**** Passage given
Thursday, 29 September 2011

Arundhati Roy's Broken Republic -- Book review

Broken Republic: Three Essays, by Arundhati Roy, Hamish Hamilton (an imprint of Penguin Books), 2011, pp. 220, Rs. 499.

‘All movements go too far.’ – Bertrand Russell

Arundhati Roy is India’s best-known polemicist. That she is intelligent, articulate, camera-friendly and media-savvy too has helped, in no small measure, to build her image as an iconic writer, activist and thinker. Since the publication of her first and only novel, the Booker-award winning God of Small Things (1997), she has published three volumes of essays: The Algebra of Infinite Justice  (2001), An Ordinary Person’s Guide to Empire (2005), Listening to Grasshoppers (2009); as well as a collection of her interviews, The Shape of the Beast (2008). In Broken Republic, a collection of three essays, Roy goes deep into the forested heartland of India to bring stories of real suffering, stark poverty and plain, undisguised greed.
********
◆ **Requirements**
1. From the book review, reproduce word for word the portion between "Thursday, 29 September" and "220, Rs. 499.", inclusive.
2. According to the book review, what has helped build Arundhati Roy's image as an iconic writer, activist and thinker? Answer in one to three sentences.
3. Decide whether each statement agrees with the book review, answering yes or no and quoting the deciding words: (a) God of Small Things is Roy's only novel. (b) Broken Republic collects four essays. (c) The Shape of the Beast is a collection of Roy's interviews.
**** Material supplied
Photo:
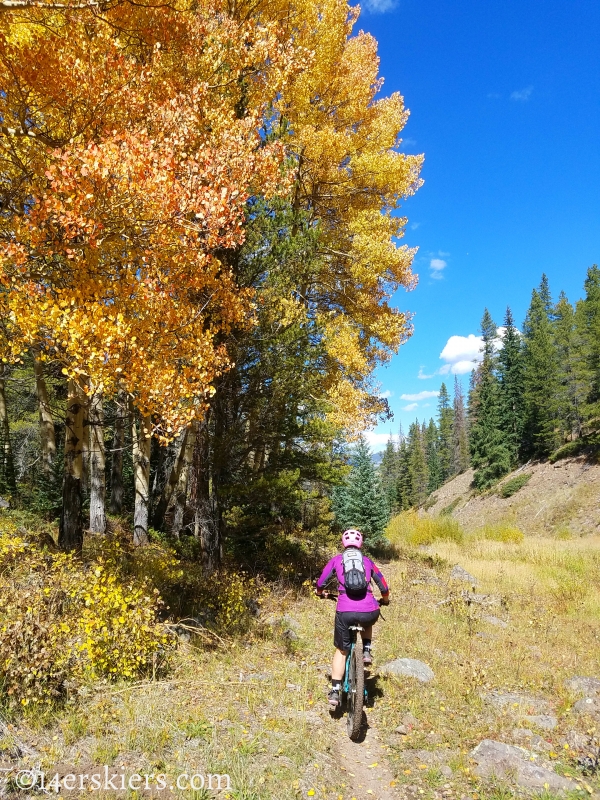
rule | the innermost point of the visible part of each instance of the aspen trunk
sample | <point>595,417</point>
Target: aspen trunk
<point>171,484</point>
<point>45,415</point>
<point>7,464</point>
<point>116,472</point>
<point>97,465</point>
<point>187,448</point>
<point>141,469</point>
<point>206,528</point>
<point>70,536</point>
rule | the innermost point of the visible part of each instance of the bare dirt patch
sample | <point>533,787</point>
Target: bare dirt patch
<point>560,498</point>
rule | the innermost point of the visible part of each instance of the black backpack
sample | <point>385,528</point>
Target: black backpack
<point>355,577</point>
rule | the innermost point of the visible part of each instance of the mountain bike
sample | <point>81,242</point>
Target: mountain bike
<point>353,685</point>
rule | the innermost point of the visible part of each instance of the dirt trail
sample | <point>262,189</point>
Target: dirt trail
<point>365,765</point>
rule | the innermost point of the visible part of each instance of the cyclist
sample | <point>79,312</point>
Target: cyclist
<point>352,609</point>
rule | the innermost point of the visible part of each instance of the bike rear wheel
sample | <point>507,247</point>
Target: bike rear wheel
<point>356,692</point>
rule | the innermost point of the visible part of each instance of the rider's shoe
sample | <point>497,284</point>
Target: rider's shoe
<point>333,698</point>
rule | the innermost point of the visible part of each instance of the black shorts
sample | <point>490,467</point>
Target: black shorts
<point>343,619</point>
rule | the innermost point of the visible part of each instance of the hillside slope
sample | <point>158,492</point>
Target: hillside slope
<point>559,498</point>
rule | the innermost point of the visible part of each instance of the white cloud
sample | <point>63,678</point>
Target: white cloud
<point>463,353</point>
<point>379,6</point>
<point>425,395</point>
<point>377,441</point>
<point>522,95</point>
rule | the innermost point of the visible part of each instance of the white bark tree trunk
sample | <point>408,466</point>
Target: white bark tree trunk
<point>70,536</point>
<point>7,465</point>
<point>97,465</point>
<point>141,435</point>
<point>45,415</point>
<point>116,473</point>
<point>182,484</point>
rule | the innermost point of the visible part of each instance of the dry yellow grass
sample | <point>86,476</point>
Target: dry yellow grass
<point>255,707</point>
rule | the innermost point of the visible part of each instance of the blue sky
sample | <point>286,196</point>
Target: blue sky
<point>505,103</point>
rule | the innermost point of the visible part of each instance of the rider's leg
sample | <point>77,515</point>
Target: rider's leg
<point>366,639</point>
<point>338,667</point>
<point>337,676</point>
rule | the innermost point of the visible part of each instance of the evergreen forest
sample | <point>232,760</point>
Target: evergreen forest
<point>535,394</point>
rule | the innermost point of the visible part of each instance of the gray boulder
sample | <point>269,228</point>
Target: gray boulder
<point>458,573</point>
<point>410,667</point>
<point>507,762</point>
<point>588,705</point>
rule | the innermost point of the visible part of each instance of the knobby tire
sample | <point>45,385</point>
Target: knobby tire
<point>356,693</point>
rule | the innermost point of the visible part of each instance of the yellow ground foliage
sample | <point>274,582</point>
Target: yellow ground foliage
<point>64,623</point>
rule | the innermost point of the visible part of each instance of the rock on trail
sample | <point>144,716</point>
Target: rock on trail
<point>365,766</point>
<point>505,761</point>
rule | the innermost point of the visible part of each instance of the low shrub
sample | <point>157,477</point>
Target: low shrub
<point>410,528</point>
<point>514,484</point>
<point>430,502</point>
<point>501,532</point>
<point>588,445</point>
<point>64,623</point>
<point>447,510</point>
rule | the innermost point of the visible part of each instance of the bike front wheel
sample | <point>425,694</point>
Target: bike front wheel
<point>356,692</point>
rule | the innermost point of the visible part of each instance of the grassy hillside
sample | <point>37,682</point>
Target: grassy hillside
<point>558,499</point>
<point>252,704</point>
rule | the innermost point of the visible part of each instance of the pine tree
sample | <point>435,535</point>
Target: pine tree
<point>590,319</point>
<point>403,484</point>
<point>546,296</point>
<point>388,474</point>
<point>460,440</point>
<point>540,381</point>
<point>432,450</point>
<point>417,466</point>
<point>573,374</point>
<point>510,370</point>
<point>360,503</point>
<point>490,454</point>
<point>445,415</point>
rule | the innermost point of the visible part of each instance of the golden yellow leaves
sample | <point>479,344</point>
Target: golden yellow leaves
<point>113,267</point>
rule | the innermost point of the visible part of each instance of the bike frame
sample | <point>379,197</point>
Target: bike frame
<point>355,631</point>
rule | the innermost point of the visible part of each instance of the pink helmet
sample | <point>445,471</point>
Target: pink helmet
<point>352,538</point>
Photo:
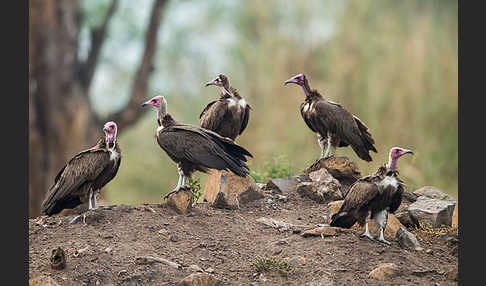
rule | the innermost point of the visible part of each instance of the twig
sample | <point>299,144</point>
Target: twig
<point>149,260</point>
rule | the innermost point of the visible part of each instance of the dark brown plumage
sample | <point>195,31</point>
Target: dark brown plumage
<point>332,123</point>
<point>196,149</point>
<point>228,116</point>
<point>373,197</point>
<point>83,176</point>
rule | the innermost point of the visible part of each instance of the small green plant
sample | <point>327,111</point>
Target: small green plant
<point>263,264</point>
<point>195,185</point>
<point>278,168</point>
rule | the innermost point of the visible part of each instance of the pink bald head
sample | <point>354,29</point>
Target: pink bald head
<point>110,130</point>
<point>298,79</point>
<point>395,153</point>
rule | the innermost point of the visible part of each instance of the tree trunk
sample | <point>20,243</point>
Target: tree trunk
<point>61,119</point>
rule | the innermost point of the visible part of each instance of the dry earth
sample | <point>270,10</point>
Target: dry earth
<point>227,243</point>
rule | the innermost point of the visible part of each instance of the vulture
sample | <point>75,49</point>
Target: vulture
<point>81,179</point>
<point>372,197</point>
<point>334,125</point>
<point>227,116</point>
<point>194,148</point>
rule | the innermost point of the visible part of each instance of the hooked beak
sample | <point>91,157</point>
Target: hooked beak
<point>291,80</point>
<point>407,152</point>
<point>210,83</point>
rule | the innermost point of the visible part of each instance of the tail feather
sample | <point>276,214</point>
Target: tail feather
<point>342,219</point>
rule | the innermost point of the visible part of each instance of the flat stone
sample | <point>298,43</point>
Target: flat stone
<point>385,272</point>
<point>42,281</point>
<point>433,193</point>
<point>434,212</point>
<point>270,222</point>
<point>224,189</point>
<point>406,239</point>
<point>322,231</point>
<point>199,279</point>
<point>341,168</point>
<point>181,201</point>
<point>322,189</point>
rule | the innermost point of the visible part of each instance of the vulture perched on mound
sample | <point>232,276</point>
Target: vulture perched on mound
<point>334,125</point>
<point>194,148</point>
<point>227,116</point>
<point>373,196</point>
<point>81,179</point>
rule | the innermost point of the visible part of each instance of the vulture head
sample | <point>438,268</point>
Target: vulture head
<point>395,153</point>
<point>160,104</point>
<point>301,80</point>
<point>110,132</point>
<point>222,82</point>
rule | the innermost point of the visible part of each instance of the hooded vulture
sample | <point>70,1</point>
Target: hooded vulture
<point>372,197</point>
<point>194,148</point>
<point>81,179</point>
<point>227,116</point>
<point>334,125</point>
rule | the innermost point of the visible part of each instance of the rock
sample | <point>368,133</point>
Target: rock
<point>322,231</point>
<point>406,239</point>
<point>227,190</point>
<point>181,201</point>
<point>42,281</point>
<point>341,168</point>
<point>455,216</point>
<point>280,225</point>
<point>323,188</point>
<point>385,272</point>
<point>296,260</point>
<point>434,212</point>
<point>286,185</point>
<point>58,259</point>
<point>433,193</point>
<point>199,279</point>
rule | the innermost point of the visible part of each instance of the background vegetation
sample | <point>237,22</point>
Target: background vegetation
<point>392,63</point>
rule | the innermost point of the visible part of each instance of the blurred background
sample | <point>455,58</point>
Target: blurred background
<point>394,64</point>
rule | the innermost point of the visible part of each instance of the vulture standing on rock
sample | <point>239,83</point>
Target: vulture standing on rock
<point>372,197</point>
<point>194,148</point>
<point>81,179</point>
<point>227,116</point>
<point>334,125</point>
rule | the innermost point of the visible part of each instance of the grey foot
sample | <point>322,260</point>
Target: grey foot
<point>175,191</point>
<point>368,235</point>
<point>384,241</point>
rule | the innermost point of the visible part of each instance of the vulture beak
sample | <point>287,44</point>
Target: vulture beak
<point>210,83</point>
<point>405,151</point>
<point>291,80</point>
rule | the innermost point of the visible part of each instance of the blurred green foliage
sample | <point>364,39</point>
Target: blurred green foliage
<point>394,64</point>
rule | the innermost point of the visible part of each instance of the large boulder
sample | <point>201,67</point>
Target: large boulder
<point>224,189</point>
<point>322,189</point>
<point>433,193</point>
<point>435,212</point>
<point>341,168</point>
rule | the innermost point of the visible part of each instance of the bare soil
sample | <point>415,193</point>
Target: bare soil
<point>227,243</point>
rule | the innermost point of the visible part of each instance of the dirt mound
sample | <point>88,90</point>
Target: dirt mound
<point>229,244</point>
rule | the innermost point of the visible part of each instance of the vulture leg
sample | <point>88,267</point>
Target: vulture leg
<point>328,147</point>
<point>180,183</point>
<point>367,232</point>
<point>321,142</point>
<point>381,220</point>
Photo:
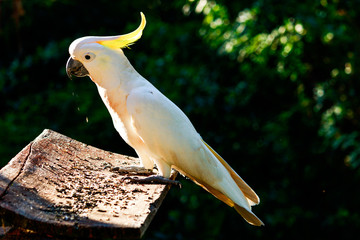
********
◆ **Expected results**
1.
Thursday, 29 September 2011

Arundhati Roy's Broken Republic -- Book review

Broken Republic: Three Essays, by Arundhati Roy, Hamish Hamilton (an imprint of Penguin Books), 2011, pp. 220, Rs. 499.

2. Her image as an iconic writer, activist and thinker has been helped by the fact that she is intelligent, articulate, camera-friendly and media-savvy. The review says these qualities have helped "in no small measure."

3.
(a) Yes: "her first and only novel, the Booker-award winning God of Small Things (1997)"
(b) No: "In Broken Republic, a collection of three essays"
(c) Yes: "a collection of her interviews, The Shape of the Beast (2008)"